> Your task: Rewrite the entries from the line containing "Reviewer note: confirm that each instance of the car hood" through the line containing "column 536, row 330", replacing "keypoint" with "marker" and leaving everything else unchanged. Provide only those lines.

———

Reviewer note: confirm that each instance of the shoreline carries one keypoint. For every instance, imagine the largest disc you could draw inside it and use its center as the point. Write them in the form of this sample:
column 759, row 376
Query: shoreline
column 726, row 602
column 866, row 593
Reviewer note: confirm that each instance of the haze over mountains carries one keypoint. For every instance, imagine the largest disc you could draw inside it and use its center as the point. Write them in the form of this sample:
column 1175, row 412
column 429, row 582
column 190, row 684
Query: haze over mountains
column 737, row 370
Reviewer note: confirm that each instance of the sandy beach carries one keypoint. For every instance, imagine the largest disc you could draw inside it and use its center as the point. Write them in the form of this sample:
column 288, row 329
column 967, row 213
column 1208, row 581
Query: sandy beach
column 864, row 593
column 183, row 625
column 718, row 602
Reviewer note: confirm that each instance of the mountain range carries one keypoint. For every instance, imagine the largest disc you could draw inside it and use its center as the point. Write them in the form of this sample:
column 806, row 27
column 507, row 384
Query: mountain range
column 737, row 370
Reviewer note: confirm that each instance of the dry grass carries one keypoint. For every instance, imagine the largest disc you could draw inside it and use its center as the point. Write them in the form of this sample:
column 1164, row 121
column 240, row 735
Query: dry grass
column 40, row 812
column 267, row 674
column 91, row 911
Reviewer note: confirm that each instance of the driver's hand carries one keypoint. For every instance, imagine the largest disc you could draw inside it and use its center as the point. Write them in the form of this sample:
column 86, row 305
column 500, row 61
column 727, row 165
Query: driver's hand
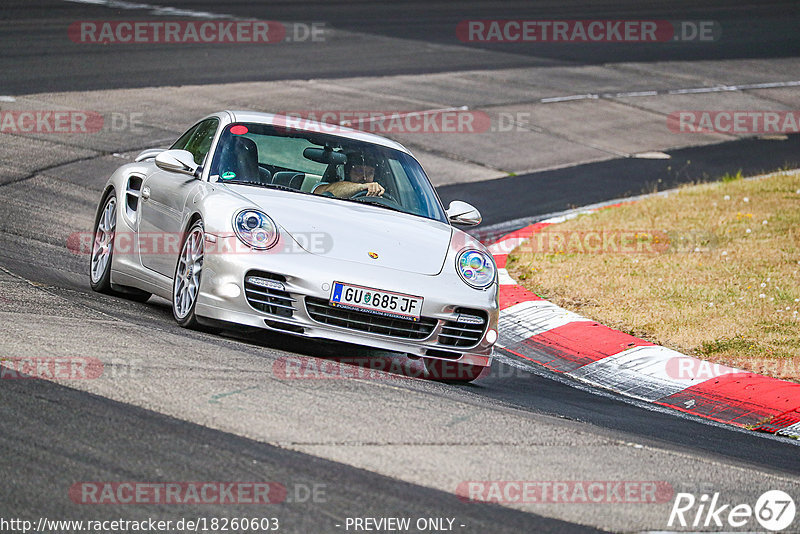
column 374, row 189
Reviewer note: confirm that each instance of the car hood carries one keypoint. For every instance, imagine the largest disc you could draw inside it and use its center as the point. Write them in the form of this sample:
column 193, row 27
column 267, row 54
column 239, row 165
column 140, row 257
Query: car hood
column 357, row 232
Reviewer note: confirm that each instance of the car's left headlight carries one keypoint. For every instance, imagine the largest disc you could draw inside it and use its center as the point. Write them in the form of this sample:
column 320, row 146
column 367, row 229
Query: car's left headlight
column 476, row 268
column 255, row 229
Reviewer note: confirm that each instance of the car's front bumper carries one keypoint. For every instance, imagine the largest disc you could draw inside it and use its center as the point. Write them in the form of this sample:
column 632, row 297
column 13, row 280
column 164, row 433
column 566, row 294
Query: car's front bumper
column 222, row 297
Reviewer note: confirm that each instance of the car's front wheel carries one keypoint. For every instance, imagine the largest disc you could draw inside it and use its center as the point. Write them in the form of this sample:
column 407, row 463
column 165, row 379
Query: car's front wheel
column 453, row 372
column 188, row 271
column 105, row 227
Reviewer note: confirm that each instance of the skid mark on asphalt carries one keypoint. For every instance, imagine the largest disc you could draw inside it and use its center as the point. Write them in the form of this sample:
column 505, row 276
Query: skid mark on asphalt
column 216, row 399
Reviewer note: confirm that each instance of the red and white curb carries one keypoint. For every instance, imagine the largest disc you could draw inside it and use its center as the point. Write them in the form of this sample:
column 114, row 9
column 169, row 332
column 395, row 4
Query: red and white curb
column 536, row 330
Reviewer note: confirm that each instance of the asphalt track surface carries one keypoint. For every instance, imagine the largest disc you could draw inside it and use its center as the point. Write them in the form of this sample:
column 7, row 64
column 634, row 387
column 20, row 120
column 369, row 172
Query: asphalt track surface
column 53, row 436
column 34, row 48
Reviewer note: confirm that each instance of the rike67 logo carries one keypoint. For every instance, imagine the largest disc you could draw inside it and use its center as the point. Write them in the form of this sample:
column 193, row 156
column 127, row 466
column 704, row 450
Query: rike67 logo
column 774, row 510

———

> Completed task:
Reviewer note: confirm that each instance of the car hood carries one marker. For every instance, imagine the largest disc you could draw inside it and use its center as the point. Write them in the form of this sample:
column 193, row 27
column 267, row 54
column 239, row 165
column 140, row 257
Query: car hood
column 357, row 232
Reviewer note: confirm that each instance of the car's left headlight carries one marker. For every instance, imagine the largest disc you could draw inside it and use its center as the point. Write them in the form of this sample:
column 320, row 146
column 367, row 229
Query: car's left headlight
column 476, row 268
column 255, row 229
Reviewer note: confirm that each instance of the car's front bumper carries one marker. For every instance, imagine the largest disc you could draw inside it and use its center as the point. Write them in the form of this sample:
column 632, row 297
column 13, row 280
column 164, row 433
column 566, row 294
Query: car's front bumper
column 222, row 297
Reviewer note: confirm that each instance of the car's front wheel carries one marker. For every instance, imagine the largest disc you could draw inside it and use its center as the point. Write them in the form of this sample:
column 407, row 463
column 165, row 379
Query: car's front wheel
column 453, row 372
column 188, row 271
column 105, row 227
Reviewer note: confirm that each instance of the skid mark on asphalt carries one marker. For every instance, imagine the largest disc you could draw inside it and use its center as the point. Write them in the form of this sample:
column 505, row 276
Query: skid mark on asphalt
column 216, row 399
Reviewer note: confirm that each instance of the red and white curb carries one marker. For every instance, imagine the largest disc you could draw inside it and use its center as the point. Write them in the form of this sample:
column 114, row 9
column 169, row 332
column 395, row 4
Query: red and white curb
column 536, row 330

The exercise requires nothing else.